» What the exercise asks:
Gather all lines with "stove" from the records.

» Supplied material:
· · · ·

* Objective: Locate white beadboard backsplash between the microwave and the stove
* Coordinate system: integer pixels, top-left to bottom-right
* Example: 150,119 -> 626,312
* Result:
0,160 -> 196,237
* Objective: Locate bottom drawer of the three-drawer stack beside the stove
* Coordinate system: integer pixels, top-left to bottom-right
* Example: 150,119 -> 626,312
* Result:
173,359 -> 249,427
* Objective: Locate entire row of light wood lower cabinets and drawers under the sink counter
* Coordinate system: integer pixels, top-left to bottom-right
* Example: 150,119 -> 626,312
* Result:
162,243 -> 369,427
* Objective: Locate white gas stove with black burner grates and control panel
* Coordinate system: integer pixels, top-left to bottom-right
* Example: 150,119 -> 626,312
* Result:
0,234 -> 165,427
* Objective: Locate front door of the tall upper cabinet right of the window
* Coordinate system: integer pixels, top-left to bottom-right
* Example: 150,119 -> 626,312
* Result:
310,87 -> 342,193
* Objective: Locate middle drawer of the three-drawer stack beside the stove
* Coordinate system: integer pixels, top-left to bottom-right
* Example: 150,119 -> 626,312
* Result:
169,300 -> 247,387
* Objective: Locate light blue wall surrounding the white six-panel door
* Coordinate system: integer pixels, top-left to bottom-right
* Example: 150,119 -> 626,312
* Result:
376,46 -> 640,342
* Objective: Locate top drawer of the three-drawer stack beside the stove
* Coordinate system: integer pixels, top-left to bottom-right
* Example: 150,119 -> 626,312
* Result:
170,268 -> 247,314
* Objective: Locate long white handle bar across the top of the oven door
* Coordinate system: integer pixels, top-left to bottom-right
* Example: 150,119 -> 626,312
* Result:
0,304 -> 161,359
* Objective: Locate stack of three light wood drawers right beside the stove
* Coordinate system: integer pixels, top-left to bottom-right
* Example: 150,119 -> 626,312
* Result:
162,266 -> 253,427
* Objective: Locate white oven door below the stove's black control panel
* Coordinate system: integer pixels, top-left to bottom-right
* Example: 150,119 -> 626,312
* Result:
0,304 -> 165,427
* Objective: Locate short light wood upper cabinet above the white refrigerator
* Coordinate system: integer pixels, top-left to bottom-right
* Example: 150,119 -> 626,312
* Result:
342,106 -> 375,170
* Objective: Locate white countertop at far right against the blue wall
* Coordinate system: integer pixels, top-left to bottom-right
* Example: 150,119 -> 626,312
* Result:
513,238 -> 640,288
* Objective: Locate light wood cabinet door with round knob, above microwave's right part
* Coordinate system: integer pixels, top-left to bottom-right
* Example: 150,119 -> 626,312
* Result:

· · · ·

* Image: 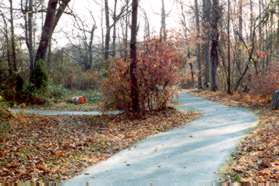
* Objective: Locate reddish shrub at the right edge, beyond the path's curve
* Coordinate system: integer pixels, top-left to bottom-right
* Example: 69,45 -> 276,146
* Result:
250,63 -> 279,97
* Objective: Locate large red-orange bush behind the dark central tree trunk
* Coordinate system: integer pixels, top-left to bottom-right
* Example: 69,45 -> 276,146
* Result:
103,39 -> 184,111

· · · ·

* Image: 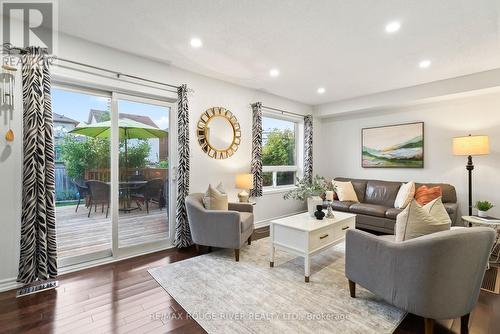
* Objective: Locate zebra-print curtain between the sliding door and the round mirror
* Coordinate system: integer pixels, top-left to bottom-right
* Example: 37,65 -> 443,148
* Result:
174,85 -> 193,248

· · · ·

» Written response:
* Objective: Locate white beadboard backsplash between the microwave and the stove
* Objective: Locate bottom drawer of the three-drawer stack beside the stove
* Objective: Locate white gas stove with black burner grates and control panel
* Objective: Locate middle drawer of the three-drawer stack beside the stove
* Objective: Locate top drawer of the three-drawer stack beside the stove
* Objective: Locate stack of three light wood drawers right beside the stove
* Objective: Locate white oven door below the stove's black control panel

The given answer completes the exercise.